_Task prompt_.
Repeat the stretch from the line containing "Objective — one point per instance of the player's batting" through the end of the material with "glove strap" swapped for "wrist strap", leaving everything else as it stands.

_Exercise inputs_.
* Start *

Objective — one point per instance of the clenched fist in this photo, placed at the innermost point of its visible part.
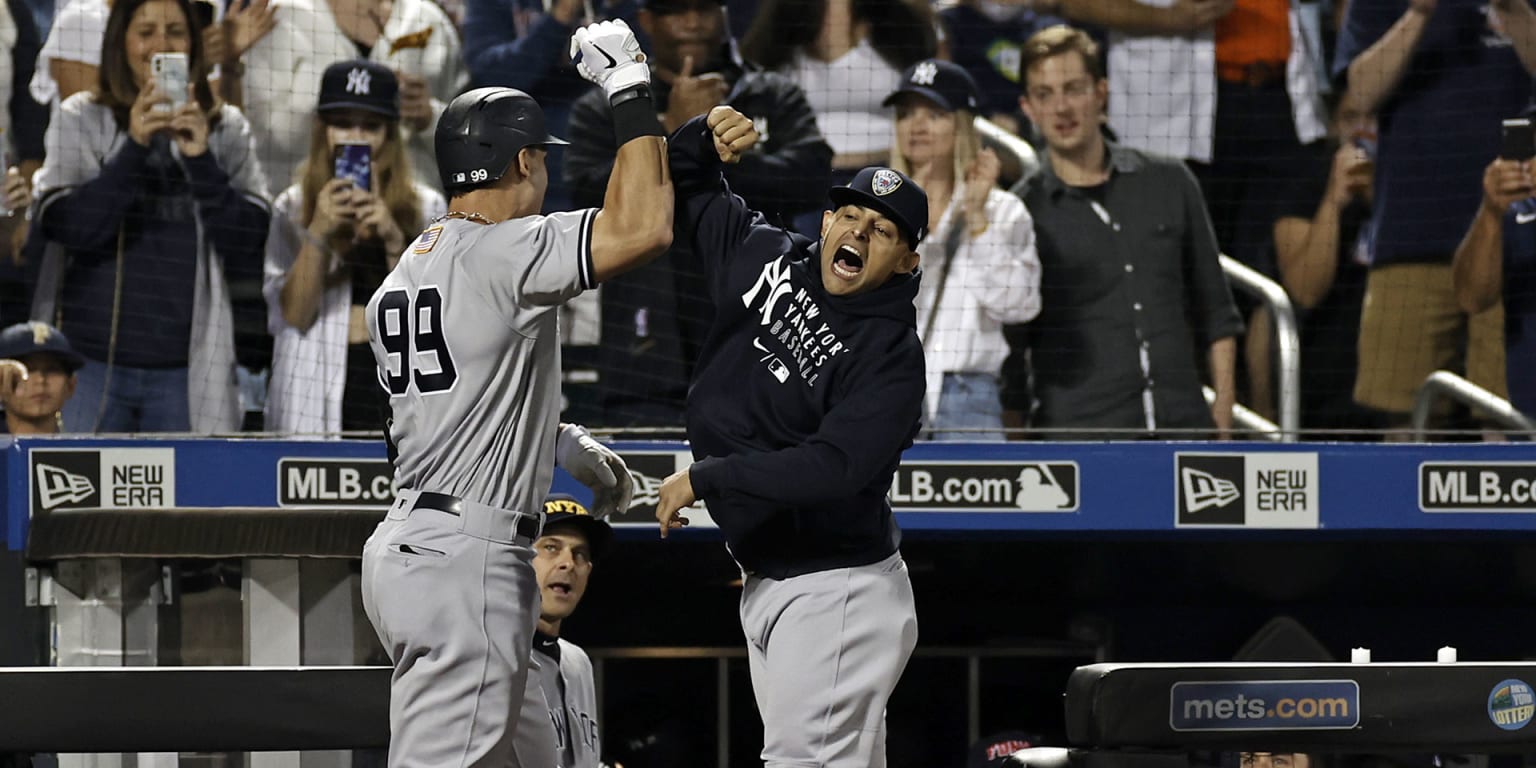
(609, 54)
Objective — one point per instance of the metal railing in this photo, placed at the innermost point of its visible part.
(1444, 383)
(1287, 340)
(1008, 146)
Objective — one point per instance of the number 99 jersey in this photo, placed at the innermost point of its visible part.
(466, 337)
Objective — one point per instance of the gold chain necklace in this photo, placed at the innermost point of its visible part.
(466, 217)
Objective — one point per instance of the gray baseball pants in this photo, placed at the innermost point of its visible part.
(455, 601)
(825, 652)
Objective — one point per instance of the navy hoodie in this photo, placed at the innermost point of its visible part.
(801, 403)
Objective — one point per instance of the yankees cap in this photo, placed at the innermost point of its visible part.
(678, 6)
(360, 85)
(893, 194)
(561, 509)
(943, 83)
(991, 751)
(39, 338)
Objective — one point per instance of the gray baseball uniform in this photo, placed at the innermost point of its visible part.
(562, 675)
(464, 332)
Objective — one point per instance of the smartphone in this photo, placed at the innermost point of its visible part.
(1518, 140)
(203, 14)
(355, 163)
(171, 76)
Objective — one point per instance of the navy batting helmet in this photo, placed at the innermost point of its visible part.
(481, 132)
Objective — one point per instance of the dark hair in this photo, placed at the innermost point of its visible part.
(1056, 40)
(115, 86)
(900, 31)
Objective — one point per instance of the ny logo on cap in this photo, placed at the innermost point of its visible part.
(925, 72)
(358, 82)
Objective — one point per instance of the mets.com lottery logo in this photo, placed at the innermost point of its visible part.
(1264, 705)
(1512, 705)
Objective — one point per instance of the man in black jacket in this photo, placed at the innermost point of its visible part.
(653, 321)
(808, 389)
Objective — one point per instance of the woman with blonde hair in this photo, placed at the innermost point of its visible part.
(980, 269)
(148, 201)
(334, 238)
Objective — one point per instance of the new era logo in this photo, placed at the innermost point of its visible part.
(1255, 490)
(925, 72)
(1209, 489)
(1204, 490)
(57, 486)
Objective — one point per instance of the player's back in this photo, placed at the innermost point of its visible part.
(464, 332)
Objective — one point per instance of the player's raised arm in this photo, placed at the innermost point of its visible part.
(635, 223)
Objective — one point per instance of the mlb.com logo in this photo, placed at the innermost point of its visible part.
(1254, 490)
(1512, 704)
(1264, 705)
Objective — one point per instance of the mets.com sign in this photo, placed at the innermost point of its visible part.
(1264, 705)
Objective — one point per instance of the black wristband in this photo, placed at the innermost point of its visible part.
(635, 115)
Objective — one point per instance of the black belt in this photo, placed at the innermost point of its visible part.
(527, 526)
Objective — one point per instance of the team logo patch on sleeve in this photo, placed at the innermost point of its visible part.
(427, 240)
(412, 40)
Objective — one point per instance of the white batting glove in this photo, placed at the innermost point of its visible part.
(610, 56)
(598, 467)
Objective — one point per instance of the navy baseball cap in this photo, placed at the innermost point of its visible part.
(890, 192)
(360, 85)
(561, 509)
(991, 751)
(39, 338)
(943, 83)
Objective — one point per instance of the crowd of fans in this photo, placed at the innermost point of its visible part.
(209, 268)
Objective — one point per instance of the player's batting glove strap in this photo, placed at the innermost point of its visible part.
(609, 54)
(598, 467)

* End *

_Response to the task_.
Objective — one point per instance of the player's batting wrist strap in this photo, placed at the innermost point of its visible part.
(609, 54)
(598, 467)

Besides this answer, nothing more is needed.